__PAGE__.

________________________

Removing the boots can be fairly strait forward, or more time-consuming. They are intended as a single-use product, as it is difficult, or at least time-consuming, to remove all of the old glue from the boots, and a re-glue rarely bonds as well as a brand-new boot.
The quick-n-dirty way is to take a straight edge blade (like a box cutter) and cut along the spot where the boot wall meets the boot sole. The bottom can then be popped off, and the side walls peeled away from the hoof wall with hoof nipper or pliers.
If you really want to save the boots (either for re-use or, like I did, R&D purposes), then it’s the old “screwdriver and mallet” process: Insert flathead screwdriver at a point between hoof wall and boot wall (I find it easiest to start at the quarters), tap with mallet until it cracks the glue, work your way around the hoof.
An alternate to this, thanks to a suggestion from Lucy, is to use a tool used for changing out motorcycle tires — a “tire spoon.” It has a rounded head on it that has a slight curve — position it properly and it actually curves away from the hoof wall, preventing gouging into the wall.
Personal Thoughts/Wrap-Up/Misc Notes
They stayed put for 76 very rocky miles, and as tough as they were to get off, I doubt the last 24 (easier) miles would have done anything to budge them.
For a trail that eats hoofwear (I saw all manner of boots, multiple brands, laying along the trail), I am extremely pleased with how my gluing process did. I don’t particularly like gluing — it’s kind of a pain, especially when you have strap boots that are easy to apply and stay on — but glue-ons do have their place, and it’s a good tool to keep in my arsenal of tricks.
Beeba had one hoof that was a little funky in how it sized — the 0 was way too tight, but the 1 was a little looser than I would have liked. But the same principle applies to fitting Glue-Ons as the strap boots — loose is better than tight; a bit of excess space can always be filled with Adhere, but too tight of a boot will end up popping off the hoof. It was the right front, and in the photos above, you can see how much extra glue I ended up using, and I was never pleased with how it looked…but it stayed on.
I experienced a slight
panic attack crimp in my plans when a major storm came through where we were camping the Wednesday before the ride, flooding the horses stalls and making soggy hooves unavoidable. Crap. This was problematic on multiple levels:
- Wet hooves are soft hooves. Soft hooves over over 100 miles of rock would be more sensitive and susceptible to bruising, even with the protection of boots.
- Hoof moisture levels can change hoof sizes. Wet = larger, dry = smaller. Potentially not good for the glue bond.
- While a “normal” level of moisture in the hoof is actually beneficial for glue adhesion, “soggy” is not. But I’m also not a fan of heat guns//torches to force-dry the hoof. Not only is that level of extreme dryness unnecessary, it’s really taking a risk with some very delicate, temperature-sensitive hoof structures. People do it all the time, but I prefer to leave creme brulee as a dessert technique. Denatured alcohol does a really good job of drying out excess moisture from the hoof, as well as removing any oils and residues on the surface.

________________________

__SET PROBLEM A__.
Rewrite the hoof boot text starting at "I experienced a" and ending at "protection of boots.", substituting "thunderstorm" for "storm".
__SET PROBLEM B__.
Resume the hoof boot text from its last sentence and write what comes next.
The rows play no part in this work.

__SUPPLIED MATERIAL__.
________________________

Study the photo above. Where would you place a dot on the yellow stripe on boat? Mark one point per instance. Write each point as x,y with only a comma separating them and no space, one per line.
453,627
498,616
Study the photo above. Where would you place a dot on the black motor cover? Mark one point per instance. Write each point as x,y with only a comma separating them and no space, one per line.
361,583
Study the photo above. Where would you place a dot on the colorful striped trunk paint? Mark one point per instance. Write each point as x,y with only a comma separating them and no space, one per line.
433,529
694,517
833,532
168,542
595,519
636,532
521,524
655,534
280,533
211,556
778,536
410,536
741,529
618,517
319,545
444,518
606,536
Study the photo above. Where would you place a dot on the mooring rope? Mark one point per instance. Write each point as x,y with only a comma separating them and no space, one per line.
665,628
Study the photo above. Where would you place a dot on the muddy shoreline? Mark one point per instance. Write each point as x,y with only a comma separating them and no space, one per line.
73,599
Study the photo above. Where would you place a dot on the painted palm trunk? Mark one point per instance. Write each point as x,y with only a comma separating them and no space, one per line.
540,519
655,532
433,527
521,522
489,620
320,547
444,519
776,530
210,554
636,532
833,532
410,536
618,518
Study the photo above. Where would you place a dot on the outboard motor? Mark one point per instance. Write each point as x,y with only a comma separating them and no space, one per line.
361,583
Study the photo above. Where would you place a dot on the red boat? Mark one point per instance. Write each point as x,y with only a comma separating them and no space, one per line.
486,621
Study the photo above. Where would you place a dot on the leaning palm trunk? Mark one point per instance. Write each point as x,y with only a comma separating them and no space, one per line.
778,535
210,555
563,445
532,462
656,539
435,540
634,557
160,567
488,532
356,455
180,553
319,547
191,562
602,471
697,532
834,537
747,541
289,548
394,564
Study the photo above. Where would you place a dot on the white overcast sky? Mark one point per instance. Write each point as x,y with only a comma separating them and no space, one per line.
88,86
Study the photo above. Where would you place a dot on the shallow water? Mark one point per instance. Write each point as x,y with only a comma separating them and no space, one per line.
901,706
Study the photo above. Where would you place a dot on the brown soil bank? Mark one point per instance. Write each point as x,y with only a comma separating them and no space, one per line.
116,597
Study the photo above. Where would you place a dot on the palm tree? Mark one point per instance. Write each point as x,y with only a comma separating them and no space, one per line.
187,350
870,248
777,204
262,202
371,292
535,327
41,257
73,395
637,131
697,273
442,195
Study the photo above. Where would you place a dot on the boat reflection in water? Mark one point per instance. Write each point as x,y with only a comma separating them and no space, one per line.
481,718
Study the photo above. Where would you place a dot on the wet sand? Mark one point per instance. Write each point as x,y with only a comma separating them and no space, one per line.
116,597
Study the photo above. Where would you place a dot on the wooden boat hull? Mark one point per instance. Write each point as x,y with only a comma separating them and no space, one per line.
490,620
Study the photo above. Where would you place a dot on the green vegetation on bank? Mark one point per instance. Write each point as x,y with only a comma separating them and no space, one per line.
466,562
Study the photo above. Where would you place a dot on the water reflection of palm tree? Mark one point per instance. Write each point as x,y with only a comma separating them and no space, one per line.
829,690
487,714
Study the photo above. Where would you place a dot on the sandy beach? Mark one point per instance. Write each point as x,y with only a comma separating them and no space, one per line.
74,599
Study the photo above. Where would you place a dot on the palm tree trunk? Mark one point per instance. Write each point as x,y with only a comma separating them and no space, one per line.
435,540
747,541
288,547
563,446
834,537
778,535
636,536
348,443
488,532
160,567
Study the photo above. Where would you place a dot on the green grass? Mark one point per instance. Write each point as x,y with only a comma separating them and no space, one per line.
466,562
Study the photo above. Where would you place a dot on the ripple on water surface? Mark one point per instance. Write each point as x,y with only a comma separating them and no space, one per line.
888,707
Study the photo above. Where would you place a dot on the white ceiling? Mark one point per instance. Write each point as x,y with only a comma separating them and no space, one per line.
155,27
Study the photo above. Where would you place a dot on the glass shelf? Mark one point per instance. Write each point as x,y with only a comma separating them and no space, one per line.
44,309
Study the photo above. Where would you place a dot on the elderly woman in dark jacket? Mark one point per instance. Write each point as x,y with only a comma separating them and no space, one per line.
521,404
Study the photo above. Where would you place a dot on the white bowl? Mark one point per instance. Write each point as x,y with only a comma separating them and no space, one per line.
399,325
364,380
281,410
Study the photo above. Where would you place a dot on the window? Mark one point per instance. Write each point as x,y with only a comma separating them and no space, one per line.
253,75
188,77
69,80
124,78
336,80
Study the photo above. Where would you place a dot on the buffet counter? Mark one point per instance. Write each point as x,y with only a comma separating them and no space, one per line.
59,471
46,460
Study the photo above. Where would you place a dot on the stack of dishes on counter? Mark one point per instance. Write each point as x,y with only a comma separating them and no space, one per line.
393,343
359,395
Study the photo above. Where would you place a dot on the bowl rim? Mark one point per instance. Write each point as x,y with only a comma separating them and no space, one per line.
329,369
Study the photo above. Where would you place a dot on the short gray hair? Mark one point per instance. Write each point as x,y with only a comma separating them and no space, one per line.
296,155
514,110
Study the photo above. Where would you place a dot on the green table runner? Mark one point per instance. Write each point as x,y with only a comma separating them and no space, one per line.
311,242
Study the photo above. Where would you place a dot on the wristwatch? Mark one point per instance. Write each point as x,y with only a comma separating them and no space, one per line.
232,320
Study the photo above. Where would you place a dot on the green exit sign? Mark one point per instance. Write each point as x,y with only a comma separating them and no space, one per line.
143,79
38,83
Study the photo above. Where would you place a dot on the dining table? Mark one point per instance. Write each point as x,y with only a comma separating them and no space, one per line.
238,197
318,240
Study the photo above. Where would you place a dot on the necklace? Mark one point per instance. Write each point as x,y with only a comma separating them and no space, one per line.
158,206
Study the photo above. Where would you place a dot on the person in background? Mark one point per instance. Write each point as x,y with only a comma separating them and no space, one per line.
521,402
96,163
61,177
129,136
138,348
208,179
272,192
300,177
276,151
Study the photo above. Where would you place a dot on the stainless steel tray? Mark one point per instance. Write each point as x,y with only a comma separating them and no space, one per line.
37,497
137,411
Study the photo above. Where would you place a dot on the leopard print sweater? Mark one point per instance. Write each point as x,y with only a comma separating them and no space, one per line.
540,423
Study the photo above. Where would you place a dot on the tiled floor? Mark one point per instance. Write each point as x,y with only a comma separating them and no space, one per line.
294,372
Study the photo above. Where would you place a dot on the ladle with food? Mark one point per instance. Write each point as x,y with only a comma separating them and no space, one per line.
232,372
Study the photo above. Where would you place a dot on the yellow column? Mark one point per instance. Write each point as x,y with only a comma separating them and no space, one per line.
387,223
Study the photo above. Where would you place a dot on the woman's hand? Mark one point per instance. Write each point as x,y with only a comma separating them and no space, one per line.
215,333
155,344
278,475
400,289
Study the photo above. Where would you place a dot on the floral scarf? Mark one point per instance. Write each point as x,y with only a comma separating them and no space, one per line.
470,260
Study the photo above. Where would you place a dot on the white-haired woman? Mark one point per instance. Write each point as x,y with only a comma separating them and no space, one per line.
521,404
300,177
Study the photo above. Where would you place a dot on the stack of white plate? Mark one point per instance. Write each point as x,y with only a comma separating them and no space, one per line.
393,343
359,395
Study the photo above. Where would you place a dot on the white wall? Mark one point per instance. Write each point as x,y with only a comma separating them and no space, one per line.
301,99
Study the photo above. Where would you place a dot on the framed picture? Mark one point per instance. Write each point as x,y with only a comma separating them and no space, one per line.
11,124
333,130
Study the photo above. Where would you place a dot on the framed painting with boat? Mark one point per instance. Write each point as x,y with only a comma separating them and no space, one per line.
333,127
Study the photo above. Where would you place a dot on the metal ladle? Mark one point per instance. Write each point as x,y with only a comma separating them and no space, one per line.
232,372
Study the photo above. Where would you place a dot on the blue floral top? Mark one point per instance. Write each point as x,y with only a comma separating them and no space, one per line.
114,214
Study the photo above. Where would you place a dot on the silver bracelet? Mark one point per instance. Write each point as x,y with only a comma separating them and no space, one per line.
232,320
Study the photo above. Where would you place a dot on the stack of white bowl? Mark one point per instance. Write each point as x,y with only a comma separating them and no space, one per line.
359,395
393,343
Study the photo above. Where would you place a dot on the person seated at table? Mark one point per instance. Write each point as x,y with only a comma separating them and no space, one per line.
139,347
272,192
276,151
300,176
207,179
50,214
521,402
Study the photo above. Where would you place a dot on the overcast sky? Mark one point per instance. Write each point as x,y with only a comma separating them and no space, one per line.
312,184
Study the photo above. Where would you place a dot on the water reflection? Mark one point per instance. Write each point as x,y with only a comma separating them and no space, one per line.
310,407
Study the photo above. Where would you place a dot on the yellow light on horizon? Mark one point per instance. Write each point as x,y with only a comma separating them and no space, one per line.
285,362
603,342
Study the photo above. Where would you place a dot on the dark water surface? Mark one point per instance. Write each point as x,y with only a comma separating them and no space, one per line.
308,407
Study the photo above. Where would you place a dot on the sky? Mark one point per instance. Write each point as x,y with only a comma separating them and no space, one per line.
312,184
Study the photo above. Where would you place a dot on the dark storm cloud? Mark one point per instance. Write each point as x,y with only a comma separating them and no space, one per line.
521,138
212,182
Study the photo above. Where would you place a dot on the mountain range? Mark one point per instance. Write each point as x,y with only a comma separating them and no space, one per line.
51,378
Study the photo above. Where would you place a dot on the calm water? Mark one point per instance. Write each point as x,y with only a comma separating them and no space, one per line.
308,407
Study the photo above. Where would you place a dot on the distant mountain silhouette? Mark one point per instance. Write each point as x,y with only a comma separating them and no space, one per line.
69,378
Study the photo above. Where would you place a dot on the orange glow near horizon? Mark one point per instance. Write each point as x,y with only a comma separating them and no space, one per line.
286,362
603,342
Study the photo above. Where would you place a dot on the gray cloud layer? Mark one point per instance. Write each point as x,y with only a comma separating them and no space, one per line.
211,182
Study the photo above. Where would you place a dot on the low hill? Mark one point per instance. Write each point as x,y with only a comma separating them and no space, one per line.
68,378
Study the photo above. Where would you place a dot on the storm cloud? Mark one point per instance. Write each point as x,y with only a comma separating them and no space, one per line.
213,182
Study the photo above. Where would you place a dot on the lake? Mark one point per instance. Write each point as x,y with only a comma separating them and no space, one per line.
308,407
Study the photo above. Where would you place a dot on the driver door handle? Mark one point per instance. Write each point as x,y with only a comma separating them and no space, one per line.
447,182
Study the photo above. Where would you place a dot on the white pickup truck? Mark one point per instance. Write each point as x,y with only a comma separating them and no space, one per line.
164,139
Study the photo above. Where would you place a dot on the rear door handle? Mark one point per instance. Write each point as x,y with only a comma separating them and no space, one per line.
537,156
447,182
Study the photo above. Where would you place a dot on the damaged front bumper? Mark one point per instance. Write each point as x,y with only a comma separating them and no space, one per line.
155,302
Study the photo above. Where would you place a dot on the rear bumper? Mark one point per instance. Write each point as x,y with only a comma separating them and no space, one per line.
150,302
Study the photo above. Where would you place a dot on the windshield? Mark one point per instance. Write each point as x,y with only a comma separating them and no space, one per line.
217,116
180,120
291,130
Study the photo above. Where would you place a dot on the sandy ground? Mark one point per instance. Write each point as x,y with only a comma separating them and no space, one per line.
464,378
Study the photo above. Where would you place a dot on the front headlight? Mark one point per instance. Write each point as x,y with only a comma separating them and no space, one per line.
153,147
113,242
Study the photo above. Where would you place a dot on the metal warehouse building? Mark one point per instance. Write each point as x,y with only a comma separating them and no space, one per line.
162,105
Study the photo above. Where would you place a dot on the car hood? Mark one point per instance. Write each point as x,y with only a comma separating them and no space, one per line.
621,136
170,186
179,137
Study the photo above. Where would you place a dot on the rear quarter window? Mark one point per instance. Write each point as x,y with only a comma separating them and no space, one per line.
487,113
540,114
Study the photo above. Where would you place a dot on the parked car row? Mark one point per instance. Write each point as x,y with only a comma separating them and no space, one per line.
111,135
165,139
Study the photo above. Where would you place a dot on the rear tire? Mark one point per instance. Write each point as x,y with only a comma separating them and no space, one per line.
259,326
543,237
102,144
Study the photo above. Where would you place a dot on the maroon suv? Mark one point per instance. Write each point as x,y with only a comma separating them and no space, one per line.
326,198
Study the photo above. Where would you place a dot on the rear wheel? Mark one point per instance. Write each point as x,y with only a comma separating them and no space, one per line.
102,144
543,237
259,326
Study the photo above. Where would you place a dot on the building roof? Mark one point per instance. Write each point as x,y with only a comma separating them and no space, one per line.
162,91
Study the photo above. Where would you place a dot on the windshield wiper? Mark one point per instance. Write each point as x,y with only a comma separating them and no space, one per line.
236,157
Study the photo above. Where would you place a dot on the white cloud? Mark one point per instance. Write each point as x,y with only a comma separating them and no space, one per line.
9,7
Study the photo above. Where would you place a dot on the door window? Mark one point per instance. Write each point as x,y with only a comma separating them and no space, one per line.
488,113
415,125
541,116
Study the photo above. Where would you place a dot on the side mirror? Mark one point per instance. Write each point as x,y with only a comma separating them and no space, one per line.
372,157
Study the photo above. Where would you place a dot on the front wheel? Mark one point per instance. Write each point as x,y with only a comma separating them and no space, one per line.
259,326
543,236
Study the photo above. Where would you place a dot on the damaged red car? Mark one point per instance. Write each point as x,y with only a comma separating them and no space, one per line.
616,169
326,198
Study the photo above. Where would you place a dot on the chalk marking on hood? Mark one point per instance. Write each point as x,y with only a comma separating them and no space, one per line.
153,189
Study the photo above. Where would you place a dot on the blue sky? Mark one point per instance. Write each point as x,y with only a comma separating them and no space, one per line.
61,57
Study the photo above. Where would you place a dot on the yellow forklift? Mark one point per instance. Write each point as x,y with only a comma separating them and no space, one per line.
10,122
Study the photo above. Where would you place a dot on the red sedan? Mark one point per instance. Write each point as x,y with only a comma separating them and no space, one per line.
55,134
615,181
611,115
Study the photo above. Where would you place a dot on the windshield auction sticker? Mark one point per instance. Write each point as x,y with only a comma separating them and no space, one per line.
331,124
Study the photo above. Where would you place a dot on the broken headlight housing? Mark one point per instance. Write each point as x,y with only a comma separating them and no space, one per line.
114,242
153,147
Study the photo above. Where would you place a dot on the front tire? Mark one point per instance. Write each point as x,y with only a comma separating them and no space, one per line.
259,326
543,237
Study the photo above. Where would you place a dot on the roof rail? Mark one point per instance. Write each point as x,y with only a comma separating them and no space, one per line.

________________________

__TASK OUTPUT A__.
I experienced a slight
panic attack crimp in my plans when a major thunderstorm came through where we were camping the Wednesday before the ride, flooding the horses stalls and making soggy hooves unavoidable. Crap. This was problematic on multiple levels:
- Wet hooves are soft hooves. Soft hooves over over 100 miles of rock would be more sensitive and susceptible to bruising, even with the protection of boots.

__TASK OUTPUT B__.
So I dumped a bag of shavings in the stall to sop up any excess water, sent a couple of texts to the bosses to go over gluing protocols, got reassured that some extra denatured alcohol would take care of the problem, and tried to put aside my worries for the rest of the evening.
The next day dawned sunny and breezy, which dried things out in no time, so some of my concerns started fading. I did a couple sprays of denatured alcohol on Beeba’s hooves before we loaded up to head over to ridecamp, and between that, the trailer ride over, and then hanging out on the very dry parking lot at camp, by the time I was ready to glue on Thursday afternoon, any excess moisture levels were a total non-issue.
This has been a summer of gluing for me, between practice rounds on Mimi, and gluing for/at the Tevis Ed Ride. It’s not hard, per se…it really just takes being able to follow directions, be organized, and have the right tools.
5 thoughts on “Renegade Pro-Comp Glue-Ons at VC100”
Very interesting. I always wondered how much damage was being done when people torched the hood to dry it out. I’d be very curious to see if they held up equally as well here in the east with all the water and wet clay we deal with.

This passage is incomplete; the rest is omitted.